Text segment:
◆ ◆ ◆ ◆ ◆

Appealing a Foreclosure Judgment is a very difficult task, but you may have other options.
One of the most satisfying parts of my practice is taking a case close to a final hearing, that may end very badly for my client because they were unrepresented, looking at the case in the days or weeks that I have available to me and coming up with a solution that is in my client’s best interest and something the bank would not have offered on their own.While it is not quite stopping the foreclosure process, it is satisfying to say the least. Unfortunately, I can only help very few individuals given my schedule. So today, I wanted to take a few moments to discuss something I haven’t really addressed here – appealing a foreclosure judgment and other options available after a judgment has been entered against you.
If a judge entered an order on foreclosure against you recently (within the last five days), it is time to act – QUICKLY!
A lot of what will be discussed here is time sensitive. When it comes to appeals and motions for rehearing, trial courts and appellate courts can lose jurisdiction to help you if you do not act timely. One of my favorite legal quotes has always been “The law serves the vigilant, and not those who sleep over their rights.” – Scott v. Empire Land Co., 5 F.2d 873, 877 (US SD FL, 1925). This is especially true in post-judgment proceedings. When dealing with post judgment reconsideration and appeals, there are generally two methods that I find useful at the trial court level (the court that entered the foreclosure judgment against you) – a motion for rehearing or a motion to vacate (or set aside judgment). An appeal is basically a suit outside of the initial foreclosure suit and deals with a wholly different panel of judges. It is important to note, using any of these motions, to vacate order or for reahearing, at the trial court level is typically a long shot. You are essentially asking a sitting judge to undo either the complete foreclosure judgment or a portion of what he or she entered. Absent some clear evidence, this may be, in some counties, an impossible task.
Motion for Rehearing in Foreclosure Cases
A motion for rehearing is extremely time sensitive – generally you get fifteen (15) days after the date of the filing of the order to request this in a non-jury scenario (e.g., Fannie Mae/Freddie Mac foreclosure cases). Each judge, when faced with a motion to rehear a foreclosure judgment, gets to make their own call on this motion – they may even do this without an argument by the parties. Meeting with a foreclosure defense attorney, and retaining one if you so choose, should be your priority if you have left the hearing thinking the bank’s attorney won because you were not represented or that all of the facts and issues were not brought to the attention of the judge. Whether it is proper to request a rehearing is extremely fact specific, will vary on nearly every case, and will require prompt filings of the required motions in said case. If you schedule a consultation with a foreclosure attorney, bring them all the documents you have regarding your case. Explain what happened at the hearing and what has occurred in the suit. Every fact counts here and it may be what the judge relies on in making a ruling on a well pled motion.

◆ ◆ ◆ ◆ ◆

Records:
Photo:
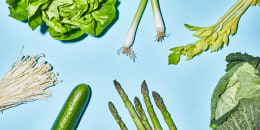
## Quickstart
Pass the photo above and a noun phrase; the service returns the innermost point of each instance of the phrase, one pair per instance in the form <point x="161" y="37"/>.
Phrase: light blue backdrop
<point x="185" y="88"/>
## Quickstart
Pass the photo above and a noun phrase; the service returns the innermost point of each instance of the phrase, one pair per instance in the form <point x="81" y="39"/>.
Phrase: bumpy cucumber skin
<point x="73" y="108"/>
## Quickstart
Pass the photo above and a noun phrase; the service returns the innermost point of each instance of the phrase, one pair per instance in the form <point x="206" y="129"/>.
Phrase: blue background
<point x="185" y="88"/>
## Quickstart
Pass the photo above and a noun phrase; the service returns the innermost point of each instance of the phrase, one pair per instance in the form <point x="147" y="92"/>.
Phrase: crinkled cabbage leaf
<point x="67" y="19"/>
<point x="235" y="103"/>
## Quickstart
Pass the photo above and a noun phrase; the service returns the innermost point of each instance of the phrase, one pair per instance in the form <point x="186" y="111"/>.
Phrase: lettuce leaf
<point x="66" y="19"/>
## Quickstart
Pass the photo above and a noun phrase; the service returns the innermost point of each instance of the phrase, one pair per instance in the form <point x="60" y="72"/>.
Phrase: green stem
<point x="229" y="14"/>
<point x="140" y="111"/>
<point x="238" y="14"/>
<point x="166" y="115"/>
<point x="129" y="106"/>
<point x="116" y="116"/>
<point x="149" y="107"/>
<point x="155" y="6"/>
<point x="138" y="13"/>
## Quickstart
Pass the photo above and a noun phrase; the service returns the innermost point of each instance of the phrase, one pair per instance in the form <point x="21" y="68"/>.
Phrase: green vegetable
<point x="158" y="21"/>
<point x="167" y="116"/>
<point x="235" y="103"/>
<point x="116" y="116"/>
<point x="67" y="19"/>
<point x="141" y="120"/>
<point x="129" y="106"/>
<point x="149" y="106"/>
<point x="129" y="39"/>
<point x="73" y="108"/>
<point x="214" y="36"/>
<point x="140" y="111"/>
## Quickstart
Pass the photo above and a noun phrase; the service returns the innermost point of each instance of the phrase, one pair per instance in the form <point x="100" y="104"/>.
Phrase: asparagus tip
<point x="156" y="97"/>
<point x="144" y="88"/>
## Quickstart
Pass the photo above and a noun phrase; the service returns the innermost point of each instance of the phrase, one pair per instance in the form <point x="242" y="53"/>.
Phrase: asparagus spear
<point x="149" y="107"/>
<point x="141" y="113"/>
<point x="129" y="106"/>
<point x="167" y="117"/>
<point x="116" y="116"/>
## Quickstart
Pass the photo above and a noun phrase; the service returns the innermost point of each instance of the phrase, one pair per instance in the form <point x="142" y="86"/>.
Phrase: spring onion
<point x="129" y="39"/>
<point x="158" y="21"/>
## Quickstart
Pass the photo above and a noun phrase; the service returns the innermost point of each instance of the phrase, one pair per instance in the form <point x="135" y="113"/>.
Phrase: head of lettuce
<point x="67" y="19"/>
<point x="235" y="103"/>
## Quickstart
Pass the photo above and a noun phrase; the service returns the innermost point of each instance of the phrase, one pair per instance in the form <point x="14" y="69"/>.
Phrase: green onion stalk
<point x="158" y="20"/>
<point x="129" y="39"/>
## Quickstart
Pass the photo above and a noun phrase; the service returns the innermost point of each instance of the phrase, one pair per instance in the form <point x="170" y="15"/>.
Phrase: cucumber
<point x="73" y="108"/>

◆ ◆ ◆ ◆ ◆

Exercise instructions:
Carry the text on appealing a foreclosure judgment forward from its final sentence. The lines above are not needed for this exercise.

In response:
Generally, I find that these motions are ruled on without a hearing, and in some counties are not even looked at by the judge that heard the case. It is important to state succinctly why you are requesting the rehearing, and to provide as persuasive of an argument as possible that your hearing requires a second chance.
Filing a Foreclosure Appeal in the Florida District Court of Appeals
Again, an extremely time sensitive requirement. A appeal, foreclosure or not, must generally be filed within thirty (30) days of the rendering of the trial courts order. It is also important to understand that an issue must properly be preserved for an appeal. Unfortunately, many cases that were not litigated by attorney’s familiar with the issues in foreclosure cases will be preserved, if at all, very poorly for an appeal. I cannot stress enough how important it is, if you are thinking of appealing a foreclosure judgment, to bring everything involved in your case – pleadings, motions, notes, etc. – to the attorneys attention as soon as possible. The Florida courts are extremely divided on some issues (e.g., Notice of Acceleration requirements), and interpretation of certain facts in your case can vary based on these nuances. Also, understanding the standard of review is important. If you are appealing a summary foreclosure judgment, the appellate court will review the trial court’s ruling de novo, or “a new”; plainly put, this allows the record, and the motions below to, in effect, be argued again to the district court of appeal. This is why meeting with a foreclosure defense attorney is important and should be done as soon as possible after judgment has been rendered.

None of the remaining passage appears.